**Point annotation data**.
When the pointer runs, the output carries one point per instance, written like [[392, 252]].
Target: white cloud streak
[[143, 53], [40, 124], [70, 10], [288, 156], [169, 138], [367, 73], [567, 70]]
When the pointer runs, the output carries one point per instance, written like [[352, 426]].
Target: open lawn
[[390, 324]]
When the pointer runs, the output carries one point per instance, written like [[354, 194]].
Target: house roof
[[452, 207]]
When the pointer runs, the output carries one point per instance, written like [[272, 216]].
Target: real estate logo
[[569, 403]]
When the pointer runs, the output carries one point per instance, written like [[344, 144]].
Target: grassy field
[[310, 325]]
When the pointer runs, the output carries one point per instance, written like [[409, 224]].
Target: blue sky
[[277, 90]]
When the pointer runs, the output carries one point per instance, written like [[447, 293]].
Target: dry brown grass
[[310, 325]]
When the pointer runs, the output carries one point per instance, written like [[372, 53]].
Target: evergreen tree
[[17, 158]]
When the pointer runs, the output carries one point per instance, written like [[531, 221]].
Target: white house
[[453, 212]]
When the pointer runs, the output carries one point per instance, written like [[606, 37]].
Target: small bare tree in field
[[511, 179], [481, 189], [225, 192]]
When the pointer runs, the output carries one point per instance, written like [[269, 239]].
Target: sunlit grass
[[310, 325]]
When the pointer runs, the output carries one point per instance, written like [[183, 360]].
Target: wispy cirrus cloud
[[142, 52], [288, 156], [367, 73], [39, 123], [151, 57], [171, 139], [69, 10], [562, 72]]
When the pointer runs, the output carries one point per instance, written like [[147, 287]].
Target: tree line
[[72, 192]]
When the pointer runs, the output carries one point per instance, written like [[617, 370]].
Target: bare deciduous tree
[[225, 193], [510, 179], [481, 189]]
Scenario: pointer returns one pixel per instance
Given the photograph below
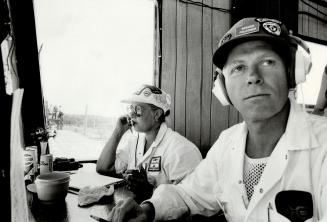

**Task to carry out**.
Rewrite all the records above, putting "Object" in place of "Target" each time it occurs and keeping everything else the same. Omit the pictures from your answer.

**Expected answer**.
When the pointer runs, the output carries one point per instance, written like [[392, 252]].
Object: white cloud streak
[[143, 53], [40, 124], [70, 10], [288, 156], [169, 138], [367, 73], [567, 70]]
When the pointer runs, the output carries one point per instance, written like [[352, 426]].
Object: open lawn
[[390, 324]]
When the pointer runs, the output carries one point per instance, written like [[354, 194]].
Object: house roof
[[452, 207]]
When the pointer runs, the output carries one point per instance, written like [[272, 216]].
Object: real estate logo
[[569, 403]]
When the pointer runs, the output carries one point per instance, written like [[344, 144]].
Object: grassy field
[[310, 325]]
When the pointer runs, the output carries one point per instance, written like [[409, 224]].
Object: blue sky
[[277, 90]]
When the pointer runs, the output carries one point per instance, written like [[447, 293]].
Object: dry brown grass
[[310, 325]]
When the pointer runs, the output carries one point per instance, written like [[372, 53]].
Object: evergreen tree
[[17, 158]]
When the pointer runs, the output carries one point per instance, written like [[531, 221]].
Object: white house
[[453, 212]]
When the pointer runs, the output carries one point per instance, written like [[606, 37]].
Object: small bare tree in field
[[511, 179], [481, 189], [225, 192]]
When the pointer runs, the output carries one point per instance, written like [[269, 239]].
Object: sunlit grass
[[310, 325]]
When the pointer runs, the output carries one point per instance, written like [[183, 360]].
Object: wispy cirrus cloud
[[142, 52], [288, 156], [367, 73], [39, 123], [151, 57], [171, 139], [69, 10], [562, 72]]
When the pointer runs, the output carries one point per instance, written like [[147, 287]].
Object: tree line
[[72, 192]]
When the pointer runs, the output carries one point per instance, written like [[617, 370]].
Object: bare deciduous tree
[[225, 193], [510, 179], [481, 189]]
Scenario: pointer returns one pixel per instance
Given the photograph below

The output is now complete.